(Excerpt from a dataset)
########################################
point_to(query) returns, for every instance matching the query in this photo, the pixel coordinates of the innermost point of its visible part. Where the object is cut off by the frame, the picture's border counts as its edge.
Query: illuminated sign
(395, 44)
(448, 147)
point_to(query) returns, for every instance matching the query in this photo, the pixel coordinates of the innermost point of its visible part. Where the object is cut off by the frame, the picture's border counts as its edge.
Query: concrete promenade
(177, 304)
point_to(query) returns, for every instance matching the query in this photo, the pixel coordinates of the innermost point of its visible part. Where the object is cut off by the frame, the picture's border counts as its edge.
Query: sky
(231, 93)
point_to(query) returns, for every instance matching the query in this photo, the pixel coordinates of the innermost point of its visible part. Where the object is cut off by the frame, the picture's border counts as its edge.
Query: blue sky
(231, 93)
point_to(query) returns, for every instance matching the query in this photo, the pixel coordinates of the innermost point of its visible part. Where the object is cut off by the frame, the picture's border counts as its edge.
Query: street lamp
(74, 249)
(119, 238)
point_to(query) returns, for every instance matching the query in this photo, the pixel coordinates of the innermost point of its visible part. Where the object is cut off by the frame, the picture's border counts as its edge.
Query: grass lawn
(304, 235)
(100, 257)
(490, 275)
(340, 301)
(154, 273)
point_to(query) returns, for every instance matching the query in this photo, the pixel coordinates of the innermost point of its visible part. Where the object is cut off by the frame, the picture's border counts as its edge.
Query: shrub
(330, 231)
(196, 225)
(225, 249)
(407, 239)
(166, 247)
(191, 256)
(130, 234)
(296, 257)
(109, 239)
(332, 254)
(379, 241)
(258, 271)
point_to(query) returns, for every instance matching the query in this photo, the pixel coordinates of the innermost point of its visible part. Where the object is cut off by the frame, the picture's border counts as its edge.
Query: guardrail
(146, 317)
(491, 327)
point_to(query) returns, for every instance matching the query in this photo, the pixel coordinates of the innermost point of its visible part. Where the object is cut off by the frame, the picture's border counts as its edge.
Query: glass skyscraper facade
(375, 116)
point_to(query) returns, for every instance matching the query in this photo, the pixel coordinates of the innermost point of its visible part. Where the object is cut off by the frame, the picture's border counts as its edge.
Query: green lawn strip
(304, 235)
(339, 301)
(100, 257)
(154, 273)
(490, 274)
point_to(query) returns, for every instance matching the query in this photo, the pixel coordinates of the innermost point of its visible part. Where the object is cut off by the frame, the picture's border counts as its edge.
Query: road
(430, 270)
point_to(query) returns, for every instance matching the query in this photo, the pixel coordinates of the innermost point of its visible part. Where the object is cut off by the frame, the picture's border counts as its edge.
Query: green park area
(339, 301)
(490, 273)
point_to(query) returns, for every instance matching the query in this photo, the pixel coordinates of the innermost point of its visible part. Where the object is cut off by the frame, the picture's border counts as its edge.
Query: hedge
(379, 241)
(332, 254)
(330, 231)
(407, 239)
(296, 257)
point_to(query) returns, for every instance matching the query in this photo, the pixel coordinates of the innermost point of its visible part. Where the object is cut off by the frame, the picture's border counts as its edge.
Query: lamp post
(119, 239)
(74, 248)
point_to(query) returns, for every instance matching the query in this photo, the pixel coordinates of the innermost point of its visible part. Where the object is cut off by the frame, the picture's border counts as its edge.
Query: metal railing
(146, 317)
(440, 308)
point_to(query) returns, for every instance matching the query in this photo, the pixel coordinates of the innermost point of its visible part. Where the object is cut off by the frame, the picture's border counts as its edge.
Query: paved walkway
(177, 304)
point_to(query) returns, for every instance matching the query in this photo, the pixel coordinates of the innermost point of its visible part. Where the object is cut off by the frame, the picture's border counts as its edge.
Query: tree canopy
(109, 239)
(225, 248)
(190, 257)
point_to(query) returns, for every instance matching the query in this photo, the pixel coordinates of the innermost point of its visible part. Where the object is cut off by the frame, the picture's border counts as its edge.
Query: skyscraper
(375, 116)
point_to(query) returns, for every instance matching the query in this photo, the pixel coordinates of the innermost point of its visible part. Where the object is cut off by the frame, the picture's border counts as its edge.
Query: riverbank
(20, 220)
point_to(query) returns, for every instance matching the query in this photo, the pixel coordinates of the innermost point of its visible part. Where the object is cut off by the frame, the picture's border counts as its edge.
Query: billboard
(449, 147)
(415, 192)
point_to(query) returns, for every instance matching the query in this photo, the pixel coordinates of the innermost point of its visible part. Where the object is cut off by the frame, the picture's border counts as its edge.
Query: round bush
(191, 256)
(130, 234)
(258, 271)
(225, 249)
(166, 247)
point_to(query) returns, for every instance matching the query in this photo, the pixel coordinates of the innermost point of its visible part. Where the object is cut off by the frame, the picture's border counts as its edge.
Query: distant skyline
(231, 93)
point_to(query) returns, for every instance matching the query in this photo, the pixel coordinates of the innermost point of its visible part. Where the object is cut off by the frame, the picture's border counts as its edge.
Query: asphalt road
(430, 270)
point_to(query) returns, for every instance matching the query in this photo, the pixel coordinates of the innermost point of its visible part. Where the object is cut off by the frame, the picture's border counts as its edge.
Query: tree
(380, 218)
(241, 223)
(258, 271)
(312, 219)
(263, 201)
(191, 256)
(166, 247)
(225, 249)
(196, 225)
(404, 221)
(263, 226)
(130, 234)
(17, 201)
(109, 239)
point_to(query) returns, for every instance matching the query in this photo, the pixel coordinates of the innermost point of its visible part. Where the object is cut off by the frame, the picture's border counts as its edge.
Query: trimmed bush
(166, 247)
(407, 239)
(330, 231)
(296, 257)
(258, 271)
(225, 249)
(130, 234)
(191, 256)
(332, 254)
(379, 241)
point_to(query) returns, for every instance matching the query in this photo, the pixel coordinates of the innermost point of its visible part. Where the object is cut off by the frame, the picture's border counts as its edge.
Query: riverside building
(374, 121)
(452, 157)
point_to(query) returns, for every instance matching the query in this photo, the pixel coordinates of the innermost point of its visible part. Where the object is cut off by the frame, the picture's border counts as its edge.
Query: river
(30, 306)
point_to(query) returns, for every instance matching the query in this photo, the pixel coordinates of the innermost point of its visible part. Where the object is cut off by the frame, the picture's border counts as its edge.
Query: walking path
########################################
> _What this task involves_
Transcribe all of the entries without altering anything.

> _Correct answer_
point_to(query) returns, for every instance matching the query in this photo, the pixel coordinates of the innermost point of its visible part. Where the object is cut off by the frame, the picture's border counts as its edge.
Query: illuminated sign
(395, 44)
(448, 147)
point_to(query) returns, for every instance matching the query in this photo, the pixel coordinates of the innermost point of its visible part. Where the object is cut off by the frame, the picture's border counts as its edge.
Query: concrete promenade
(177, 304)
point_to(query) returns, for every instance matching the query in this photo, the pixel coordinates of the innermost point of its visible part. Where the object is cut off by the frame, the picture's border counts as its edge.
Query: sky
(231, 93)
point_to(query) returns, for every instance matching the query in this photo, the pixel coordinates of the innermost point of its visible part. Where the object is cut off by the frame, the picture's border counts as its edge.
Query: blue sky
(231, 93)
point_to(query) returns, for every instance matching the query in this photo, the pixel coordinates of the innermost point of its visible part. Where the object is cut off by the frame, the picture's border counts as its edge.
Query: street lamp
(74, 249)
(119, 238)
point_to(query) returns, for every instance matching the query in this photo, the pixel coordinates of the innermost point of its visible part. Where the object is cut off by the frame, the picture's border counts as its edge.
Query: grass lawn
(304, 235)
(100, 257)
(490, 275)
(340, 301)
(154, 273)
point_to(query) returns, for every instance matching the query in this photo, the pixel coordinates of the innermost point of its visible part. Where the object is cut off by the frame, the picture's border counts as its edge.
Query: shrub
(330, 231)
(196, 225)
(225, 249)
(407, 239)
(166, 247)
(191, 256)
(130, 234)
(296, 257)
(109, 239)
(332, 254)
(379, 241)
(258, 271)
point_to(query) returns, for every instance matching the query in this photo, the pixel coordinates of the innermost point of its visible part. Where the object is cut off by the frame, the picture's border counts as its edge.
Query: guardrail
(146, 317)
(491, 327)
point_to(query) returns, for every instance matching the query in this photo, the pixel coordinates of the innermost point of its visible part. Where the object is cut off by the frame, the picture's border counts as its edge.
Query: glass skyscraper facade
(375, 116)
point_to(query) returns, for every instance matching the query in this photo, the pixel coordinates of the innermost point of its visible part. Where the object is cut off by the frame, the picture's border counts as its edge.
Query: green lawn strip
(304, 235)
(339, 301)
(100, 257)
(154, 273)
(490, 274)
point_to(query) returns, for every instance matching the query in this photo, the pixel coordinates of the innermost point of its visible part. Where the object is cut off by the frame, the picture's border counts as its edge.
Query: road
(430, 270)
point_to(query) returns, for every instance matching the query in this photo, the pixel coordinates of the innermost point of its visible part. Where the object is cut off by the frame, the picture's border counts as its edge.
Query: green park area
(339, 301)
(490, 273)
point_to(query) returns, for every instance matching the query in this photo, the pixel coordinates of the innermost point of its visible part. Where the object is cut off by the frame, the picture's border counts as its edge.
Query: hedge
(379, 241)
(332, 254)
(330, 231)
(407, 239)
(296, 257)
point_to(query) returns, for every instance matching the query in this photo, the pixel coordinates of the innermost point of its visible part. Where the object is cut off by the frame, the picture's border counts as its edge.
Query: lamp post
(119, 239)
(74, 248)
point_to(query) returns, for every instance matching the query in this photo, the pixel coordinates of the innermost point of its visible part. Where the object is cut off by the frame, the picture's border counts as its edge.
Query: metal railing
(146, 317)
(440, 308)
point_to(query) returns, for every instance matching the query in this photo, the pixel coordinates of the innermost point of its visible part. Where the object is cut off by the frame, the picture's border counts as its edge.
Query: paved walkway
(177, 304)
point_to(query) returns, for every instance matching the query in this photo, the pixel coordinates of the innermost point of its visible part. Where the object is cut off by the frame, the picture's border counts as its edge.
Query: tree canopy
(109, 239)
(225, 248)
(190, 257)
point_to(query) returns, for every instance matching the query in this photo, the pixel coordinates of the innermost point of its visible part. Where the object is cut off by the frame, the picture's border counts as its edge.
Query: skyscraper
(375, 116)
point_to(query) returns, for every instance matching the query in this photo, the pixel coordinates of the innermost point of its visible part. Where the object is cut off by the frame, the picture's border counts as its edge.
Query: riverbank
(20, 220)
point_to(query) returns, for every instance matching the query in this photo, the pixel coordinates of the innermost point of its visible part. Where the object is cut off by the frame, the picture's border counts as its edge.
Query: billboard
(449, 147)
(415, 192)
point_to(query) returns, for every instance matching the query in this photo, the pixel coordinates of the innermost point of its visible part. Where the object is cut off by the frame, the picture's border counts as its edge.
Query: round bush
(191, 256)
(130, 234)
(258, 271)
(225, 249)
(166, 247)
point_to(query) returns, for every instance matching the query in this photo, the pixel coordinates of the innermost point of its visible part. Where the object is cut off by the frame, the picture's border counts as its edge.
Query: distant skyline
(231, 93)
point_to(query) returns, for every instance matching the query in this photo, the pixel coordinates of the innermost point of its visible part. Where the object is cut off by the frame, the picture's border counts as its edge.
Query: asphalt road
(430, 270)
point_to(query) returns, for every instance matching the query in this photo, the pixel coordinates of the innermost point of its visible part. Where the object is cut off by the frame, the picture's border counts as its edge.
Query: tree
(380, 218)
(241, 223)
(258, 271)
(312, 219)
(263, 201)
(191, 256)
(166, 247)
(225, 249)
(196, 225)
(404, 221)
(263, 226)
(130, 234)
(17, 201)
(109, 239)
point_to(query) returns, for every instance matching the query in this photo, the pixel coordinates of the innermost point of its visible part. Where the object is cut off by the frame, the picture's border counts as its edge.
Query: trimmed bush
(166, 247)
(407, 239)
(330, 231)
(296, 257)
(258, 271)
(225, 249)
(130, 234)
(191, 256)
(332, 254)
(379, 241)
point_to(query) returns, for every instance matching the query in this photo, the pixel coordinates of the innermost point of its visible part. Where the object is cut off by the frame, the picture's border counts as its edge.
Query: riverside building
(374, 121)
(452, 157)
point_to(query) returns, for every instance matching the query in this photo, the pixel coordinates of the innermost point of its visible part. Where the object is cut off by the frame, the picture's border counts as its edge.
Query: river
(30, 306)
point_to(query) returns, for every instance matching the query in this photo, the pixel coordinates of the innermost point of its visible part. Where the object is cut off by the frame, the picture's border counts as its edge.
Query: walking path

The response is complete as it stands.